Given passage:
○ ○ ○ ○

People watch fireworks at Saxonburg VFD fairgrounds hosted by New Life Christian Ministries on July 3, 2023. Eagle file photo

What’s more American than a fireworks displays on the Fourth of July? But for some, these displays bring fear and panic instead of wonder and joy.

This is especially the case for military veterans who saw combat, who — according to the Department of Veterans Affairs — suffer from Post-Traumatic Stress Disorder at a slightly higher rate than the rest of the populace. For those veterans, fireworks may not sound much different from anything they heard while on the battlefield.

Christopher Noullet, a psychologist for the VA Butler Healthcare, said these experiences happen because the brain is good at generalizing painful stimuli.

“Certainly, the intensity of the types of explosions than you can hear in a combat scenario would be much greater than fireworks,” Noullet said. “But one of the notable things about triggers related to trauma and PTSD is that they can tend to ‘generalize’ to other stimulants. So the sound and the unexpected nature of the fireworks is sufficiently similar to the way that explosions and gunfire might show up in a combat zone.”

He said the worst experiences for veterans come when veterans aren’t expecting fireworks.

○ ○ ○ ○

Exercise: From the passage on fireworks and combat veterans, return word for word the part that opens with the words "People watch fireworks" and closes with "generalizing painful stimuli.".

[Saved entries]
○ ○ ○ ○

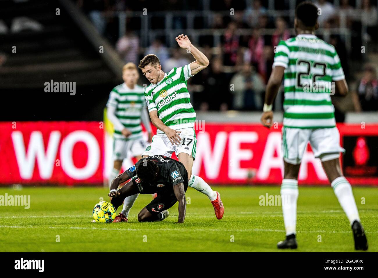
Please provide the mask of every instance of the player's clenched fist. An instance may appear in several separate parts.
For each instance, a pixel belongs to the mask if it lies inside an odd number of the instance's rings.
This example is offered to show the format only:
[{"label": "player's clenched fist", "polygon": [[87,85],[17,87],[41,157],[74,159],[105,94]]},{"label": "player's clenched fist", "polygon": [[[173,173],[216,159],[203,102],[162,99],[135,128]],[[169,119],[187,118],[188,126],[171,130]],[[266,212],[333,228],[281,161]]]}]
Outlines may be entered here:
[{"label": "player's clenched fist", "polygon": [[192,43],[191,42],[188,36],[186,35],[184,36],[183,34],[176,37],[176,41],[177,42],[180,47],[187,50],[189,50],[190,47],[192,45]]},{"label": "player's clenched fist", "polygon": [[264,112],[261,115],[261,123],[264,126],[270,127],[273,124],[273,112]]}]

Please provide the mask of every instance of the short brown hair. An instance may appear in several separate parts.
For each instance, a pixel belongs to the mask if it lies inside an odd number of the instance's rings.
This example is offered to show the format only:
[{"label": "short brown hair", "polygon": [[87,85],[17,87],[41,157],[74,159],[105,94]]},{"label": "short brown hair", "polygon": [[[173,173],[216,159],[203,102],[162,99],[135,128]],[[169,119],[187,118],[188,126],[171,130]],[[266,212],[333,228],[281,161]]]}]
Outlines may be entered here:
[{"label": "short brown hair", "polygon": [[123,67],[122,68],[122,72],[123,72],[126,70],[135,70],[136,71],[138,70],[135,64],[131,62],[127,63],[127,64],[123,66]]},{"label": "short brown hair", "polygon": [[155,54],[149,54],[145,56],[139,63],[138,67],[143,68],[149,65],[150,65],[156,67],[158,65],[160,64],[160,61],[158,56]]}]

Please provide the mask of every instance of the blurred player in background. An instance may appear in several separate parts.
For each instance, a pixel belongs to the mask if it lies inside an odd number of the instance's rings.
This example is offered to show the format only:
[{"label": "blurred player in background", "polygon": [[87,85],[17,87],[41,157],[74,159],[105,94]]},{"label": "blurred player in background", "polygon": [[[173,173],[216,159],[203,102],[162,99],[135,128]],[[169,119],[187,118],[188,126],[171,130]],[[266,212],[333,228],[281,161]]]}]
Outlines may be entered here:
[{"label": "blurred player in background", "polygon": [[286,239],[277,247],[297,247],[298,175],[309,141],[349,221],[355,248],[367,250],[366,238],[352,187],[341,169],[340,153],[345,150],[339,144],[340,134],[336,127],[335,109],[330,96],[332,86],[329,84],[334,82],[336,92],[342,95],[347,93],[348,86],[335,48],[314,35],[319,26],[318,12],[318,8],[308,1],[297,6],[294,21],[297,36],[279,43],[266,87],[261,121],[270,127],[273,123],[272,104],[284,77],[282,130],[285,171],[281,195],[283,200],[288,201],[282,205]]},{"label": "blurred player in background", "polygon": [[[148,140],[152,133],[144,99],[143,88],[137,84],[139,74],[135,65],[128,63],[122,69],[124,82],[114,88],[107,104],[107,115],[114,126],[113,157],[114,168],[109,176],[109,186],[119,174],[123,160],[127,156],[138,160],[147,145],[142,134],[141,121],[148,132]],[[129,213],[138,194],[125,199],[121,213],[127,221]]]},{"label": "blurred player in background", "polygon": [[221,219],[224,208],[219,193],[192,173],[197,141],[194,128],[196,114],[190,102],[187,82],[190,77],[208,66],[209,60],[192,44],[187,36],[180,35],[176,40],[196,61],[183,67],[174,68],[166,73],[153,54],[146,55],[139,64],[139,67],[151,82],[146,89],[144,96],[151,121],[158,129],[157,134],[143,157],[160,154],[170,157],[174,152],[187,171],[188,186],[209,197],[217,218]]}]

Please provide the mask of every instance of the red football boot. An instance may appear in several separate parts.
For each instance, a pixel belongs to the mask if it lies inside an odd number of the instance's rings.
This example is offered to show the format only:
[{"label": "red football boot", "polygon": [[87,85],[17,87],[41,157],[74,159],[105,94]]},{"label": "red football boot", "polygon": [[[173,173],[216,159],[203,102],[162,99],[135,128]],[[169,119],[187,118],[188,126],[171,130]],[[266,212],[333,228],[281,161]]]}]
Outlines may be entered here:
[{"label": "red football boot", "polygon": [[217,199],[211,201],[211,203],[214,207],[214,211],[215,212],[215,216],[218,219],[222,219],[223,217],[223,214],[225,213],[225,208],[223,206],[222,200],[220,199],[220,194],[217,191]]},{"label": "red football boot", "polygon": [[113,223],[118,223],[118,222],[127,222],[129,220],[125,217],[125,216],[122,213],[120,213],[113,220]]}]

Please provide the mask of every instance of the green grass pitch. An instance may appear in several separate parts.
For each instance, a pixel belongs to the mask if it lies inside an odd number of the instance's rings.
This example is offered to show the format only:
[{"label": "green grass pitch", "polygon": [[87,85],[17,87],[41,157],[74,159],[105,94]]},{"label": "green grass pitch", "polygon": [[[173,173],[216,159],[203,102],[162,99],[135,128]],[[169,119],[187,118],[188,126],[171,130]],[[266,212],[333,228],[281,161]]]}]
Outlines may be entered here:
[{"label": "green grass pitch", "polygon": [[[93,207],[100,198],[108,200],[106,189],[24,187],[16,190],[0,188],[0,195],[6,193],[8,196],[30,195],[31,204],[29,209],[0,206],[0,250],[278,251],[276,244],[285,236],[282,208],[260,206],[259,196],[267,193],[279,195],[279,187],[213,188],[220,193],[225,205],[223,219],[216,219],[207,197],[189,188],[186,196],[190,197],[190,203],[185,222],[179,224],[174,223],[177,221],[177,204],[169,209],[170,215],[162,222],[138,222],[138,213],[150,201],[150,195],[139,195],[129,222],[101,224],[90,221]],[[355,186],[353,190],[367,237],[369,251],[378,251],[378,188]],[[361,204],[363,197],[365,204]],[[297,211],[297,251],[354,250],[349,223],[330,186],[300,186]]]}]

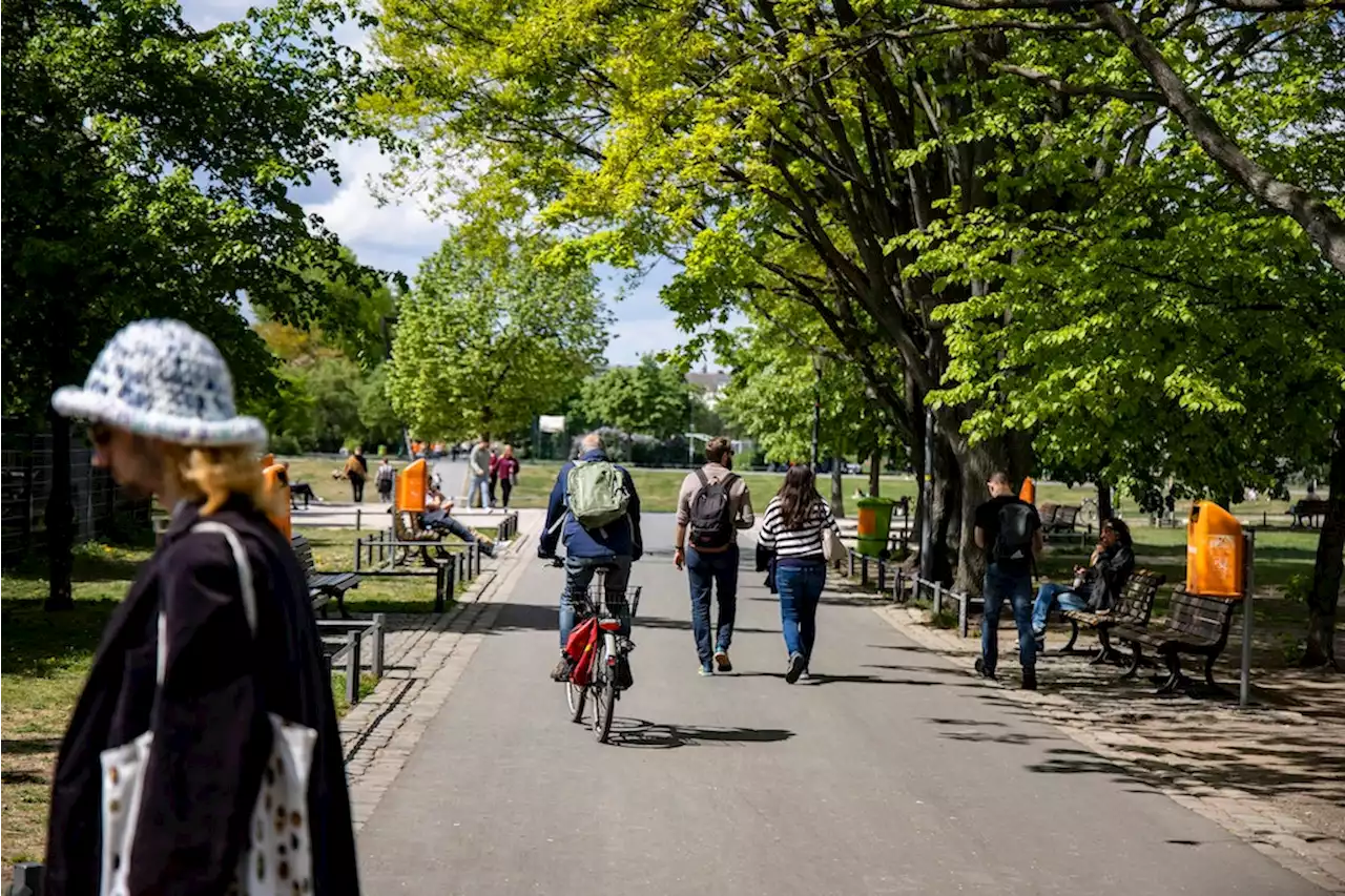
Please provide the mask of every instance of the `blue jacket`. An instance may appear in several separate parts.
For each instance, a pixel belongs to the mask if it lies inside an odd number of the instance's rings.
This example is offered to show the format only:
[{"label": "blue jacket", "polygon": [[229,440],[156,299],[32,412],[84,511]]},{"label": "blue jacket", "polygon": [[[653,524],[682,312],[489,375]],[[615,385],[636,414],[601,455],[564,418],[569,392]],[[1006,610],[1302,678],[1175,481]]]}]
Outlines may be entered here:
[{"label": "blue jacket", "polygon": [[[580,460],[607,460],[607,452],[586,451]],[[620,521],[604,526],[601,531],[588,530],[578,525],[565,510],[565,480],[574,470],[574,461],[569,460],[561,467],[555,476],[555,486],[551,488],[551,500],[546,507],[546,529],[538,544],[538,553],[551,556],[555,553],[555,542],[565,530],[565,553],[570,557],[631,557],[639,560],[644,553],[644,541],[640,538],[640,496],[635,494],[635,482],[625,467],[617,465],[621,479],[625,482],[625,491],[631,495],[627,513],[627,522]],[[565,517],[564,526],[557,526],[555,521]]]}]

○ ○ ○ ○

Completed task:
People watch fireworks at Saxonburg VFD fairgrounds hosted by New Life Christian Ministries on July 3, 2023. Eagle file photo

What’s more American than a fireworks displays on the Fourth of July? But for some, these displays bring fear and panic instead of wonder and joy.

This is especially the case for military veterans who saw combat, who — according to the Department of Veterans Affairs — suffer from Post-Traumatic Stress Disorder at a slightly higher rate than the rest of the populace. For those veterans, fireworks may not sound much different from anything they heard while on the battlefield.

Christopher Noullet, a psychologist for the VA Butler Healthcare, said these experiences happen because the brain is good at generalizing painful stimuli.